-- BEGIN --

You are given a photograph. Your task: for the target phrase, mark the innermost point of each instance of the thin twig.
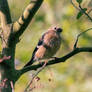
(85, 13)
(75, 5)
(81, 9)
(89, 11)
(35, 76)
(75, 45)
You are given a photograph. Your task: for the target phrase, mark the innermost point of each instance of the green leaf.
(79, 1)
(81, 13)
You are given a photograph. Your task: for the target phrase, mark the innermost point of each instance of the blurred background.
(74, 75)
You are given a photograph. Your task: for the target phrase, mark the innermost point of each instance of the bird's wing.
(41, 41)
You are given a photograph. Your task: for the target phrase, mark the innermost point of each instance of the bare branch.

-- END --
-- BEGIN --

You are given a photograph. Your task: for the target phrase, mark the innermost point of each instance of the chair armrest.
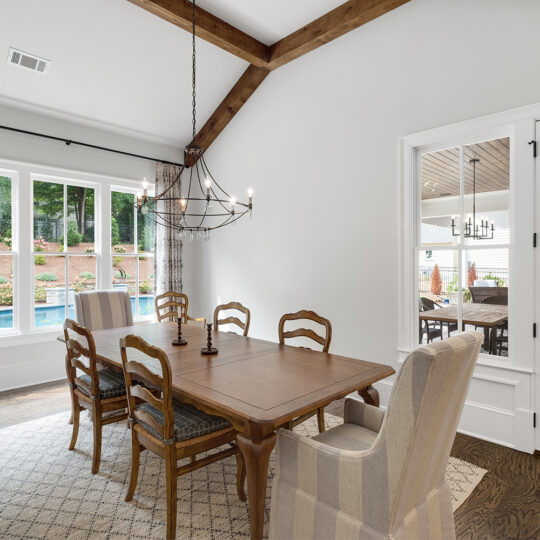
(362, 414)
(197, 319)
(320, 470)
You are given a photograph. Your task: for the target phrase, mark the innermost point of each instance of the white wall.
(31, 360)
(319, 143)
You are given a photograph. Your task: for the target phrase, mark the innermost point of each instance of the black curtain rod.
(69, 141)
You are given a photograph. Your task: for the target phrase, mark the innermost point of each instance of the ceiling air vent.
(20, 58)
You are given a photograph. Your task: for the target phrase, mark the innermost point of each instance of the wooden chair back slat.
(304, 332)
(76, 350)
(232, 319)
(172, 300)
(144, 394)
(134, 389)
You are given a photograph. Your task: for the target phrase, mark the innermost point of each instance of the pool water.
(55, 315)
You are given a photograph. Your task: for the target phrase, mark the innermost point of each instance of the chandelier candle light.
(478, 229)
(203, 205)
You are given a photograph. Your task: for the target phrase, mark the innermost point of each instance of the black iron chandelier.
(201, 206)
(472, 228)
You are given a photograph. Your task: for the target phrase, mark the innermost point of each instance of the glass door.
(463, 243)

-- END --

#### [Exercise]
Put the material that opens with the line containing "the thin twig." and closes with the line containing "the bare branch.", both of those lines included, into a JSON list of strings with one string per line. Skip blank lines and leave out any picture.

#### [Answer to the exercise]
[
  "You are given a photograph. Your task: for the target phrase, mark the innermost point of each instance of the thin twig.",
  "(85, 13)",
  "(75, 5)",
  "(81, 9)",
  "(89, 11)",
  "(35, 76)",
  "(75, 45)",
  "You are given a photograph. Your task: for the target phrase, mark the innermost point of each instance of the green leaf.",
  "(79, 1)",
  "(81, 13)",
  "You are given a photograph. Your task: for the target phrase, mark the innermost point of each instance of the blurred background.",
  "(74, 75)",
  "You are given a photograph. Your task: for the target phrase, mark the innermost point of each instance of the bird's wing.",
  "(41, 41)",
  "You are given a photograph. Your task: for the target phrase, mark the innermost point of each instance of the bare branch."
]